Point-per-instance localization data
- - -

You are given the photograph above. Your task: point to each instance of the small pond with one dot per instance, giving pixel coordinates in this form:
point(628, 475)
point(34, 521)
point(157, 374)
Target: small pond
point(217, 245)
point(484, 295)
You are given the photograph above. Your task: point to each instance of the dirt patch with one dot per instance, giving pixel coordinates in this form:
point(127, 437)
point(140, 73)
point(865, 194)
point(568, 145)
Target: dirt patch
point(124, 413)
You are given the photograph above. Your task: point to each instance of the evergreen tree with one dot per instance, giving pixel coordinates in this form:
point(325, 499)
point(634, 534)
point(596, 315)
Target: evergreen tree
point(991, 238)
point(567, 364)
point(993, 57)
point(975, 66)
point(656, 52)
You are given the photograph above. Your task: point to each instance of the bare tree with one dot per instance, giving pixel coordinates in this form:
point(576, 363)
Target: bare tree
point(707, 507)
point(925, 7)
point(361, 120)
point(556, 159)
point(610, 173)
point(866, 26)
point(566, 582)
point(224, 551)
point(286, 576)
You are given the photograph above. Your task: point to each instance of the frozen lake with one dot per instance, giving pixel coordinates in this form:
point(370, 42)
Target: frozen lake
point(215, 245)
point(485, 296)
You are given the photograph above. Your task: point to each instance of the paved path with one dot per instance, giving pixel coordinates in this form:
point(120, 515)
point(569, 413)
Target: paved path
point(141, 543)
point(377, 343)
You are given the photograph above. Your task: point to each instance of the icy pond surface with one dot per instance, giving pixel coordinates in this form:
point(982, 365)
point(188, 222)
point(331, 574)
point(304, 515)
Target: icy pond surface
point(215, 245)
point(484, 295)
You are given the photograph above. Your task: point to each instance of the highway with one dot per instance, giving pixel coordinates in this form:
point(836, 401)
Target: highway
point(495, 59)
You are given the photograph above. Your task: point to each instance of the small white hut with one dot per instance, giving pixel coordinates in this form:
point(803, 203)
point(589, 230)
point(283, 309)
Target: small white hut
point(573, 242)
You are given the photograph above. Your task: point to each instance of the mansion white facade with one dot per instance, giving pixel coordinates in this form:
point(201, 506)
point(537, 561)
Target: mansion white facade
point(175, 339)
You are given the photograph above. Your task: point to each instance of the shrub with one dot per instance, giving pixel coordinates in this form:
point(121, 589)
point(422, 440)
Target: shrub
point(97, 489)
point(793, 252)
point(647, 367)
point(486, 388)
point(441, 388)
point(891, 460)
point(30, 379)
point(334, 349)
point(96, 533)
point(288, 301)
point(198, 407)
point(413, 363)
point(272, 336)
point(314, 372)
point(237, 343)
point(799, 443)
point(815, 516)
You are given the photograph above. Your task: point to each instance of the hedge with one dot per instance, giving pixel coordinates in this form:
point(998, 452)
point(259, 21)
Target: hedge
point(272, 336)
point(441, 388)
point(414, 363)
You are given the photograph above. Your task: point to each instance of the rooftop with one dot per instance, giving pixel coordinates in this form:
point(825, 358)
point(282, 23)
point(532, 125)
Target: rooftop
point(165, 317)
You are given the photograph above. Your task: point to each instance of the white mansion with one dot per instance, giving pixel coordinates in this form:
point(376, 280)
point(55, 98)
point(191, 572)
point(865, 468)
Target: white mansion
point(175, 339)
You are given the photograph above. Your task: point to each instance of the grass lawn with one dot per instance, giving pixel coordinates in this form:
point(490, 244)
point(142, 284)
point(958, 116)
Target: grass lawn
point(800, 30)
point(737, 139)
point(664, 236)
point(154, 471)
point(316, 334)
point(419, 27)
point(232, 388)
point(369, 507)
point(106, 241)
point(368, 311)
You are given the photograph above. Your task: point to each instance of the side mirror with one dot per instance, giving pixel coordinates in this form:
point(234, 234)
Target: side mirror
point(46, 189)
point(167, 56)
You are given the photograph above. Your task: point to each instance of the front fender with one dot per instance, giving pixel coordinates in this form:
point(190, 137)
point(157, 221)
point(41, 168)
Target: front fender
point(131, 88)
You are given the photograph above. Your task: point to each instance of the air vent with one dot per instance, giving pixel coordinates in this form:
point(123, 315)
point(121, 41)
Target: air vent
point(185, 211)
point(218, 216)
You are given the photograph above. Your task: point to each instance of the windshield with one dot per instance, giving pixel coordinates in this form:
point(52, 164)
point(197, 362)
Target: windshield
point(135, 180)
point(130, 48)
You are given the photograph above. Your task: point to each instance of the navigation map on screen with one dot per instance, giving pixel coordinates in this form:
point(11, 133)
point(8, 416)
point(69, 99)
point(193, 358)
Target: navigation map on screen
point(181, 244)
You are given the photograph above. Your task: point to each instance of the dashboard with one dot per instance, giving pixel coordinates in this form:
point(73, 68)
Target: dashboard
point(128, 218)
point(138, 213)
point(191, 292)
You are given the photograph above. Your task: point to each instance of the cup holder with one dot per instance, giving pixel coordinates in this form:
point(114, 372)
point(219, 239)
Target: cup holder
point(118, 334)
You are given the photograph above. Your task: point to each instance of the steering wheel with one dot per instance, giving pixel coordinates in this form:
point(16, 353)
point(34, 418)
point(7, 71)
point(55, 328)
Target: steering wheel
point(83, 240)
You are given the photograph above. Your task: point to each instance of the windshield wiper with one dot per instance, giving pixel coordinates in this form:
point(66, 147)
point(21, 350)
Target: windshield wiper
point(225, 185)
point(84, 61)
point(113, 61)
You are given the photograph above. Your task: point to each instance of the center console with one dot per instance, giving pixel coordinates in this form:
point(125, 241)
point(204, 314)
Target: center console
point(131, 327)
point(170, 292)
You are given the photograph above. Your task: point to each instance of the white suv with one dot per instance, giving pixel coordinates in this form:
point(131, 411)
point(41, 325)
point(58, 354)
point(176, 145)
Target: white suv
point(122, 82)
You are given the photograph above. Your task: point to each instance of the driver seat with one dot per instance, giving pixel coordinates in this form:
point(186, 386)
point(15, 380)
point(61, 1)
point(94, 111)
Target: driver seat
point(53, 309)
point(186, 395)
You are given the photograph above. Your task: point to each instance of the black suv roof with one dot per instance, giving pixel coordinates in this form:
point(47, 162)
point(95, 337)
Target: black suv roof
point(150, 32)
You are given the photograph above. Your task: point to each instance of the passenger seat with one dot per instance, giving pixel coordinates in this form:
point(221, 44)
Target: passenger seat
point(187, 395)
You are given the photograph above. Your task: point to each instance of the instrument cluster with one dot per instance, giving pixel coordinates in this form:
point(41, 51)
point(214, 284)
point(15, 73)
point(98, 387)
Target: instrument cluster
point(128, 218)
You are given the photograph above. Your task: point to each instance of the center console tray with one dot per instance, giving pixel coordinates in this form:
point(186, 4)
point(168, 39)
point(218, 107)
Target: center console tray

- - -

Task prompt: Every line holding the word "tray" should be copied out of the records above.

Written solution:
You are given the photograph above. Your task: point to each instance of the center console tray with one dot per instance, giving pixel coordinates in this form:
Target: center console tray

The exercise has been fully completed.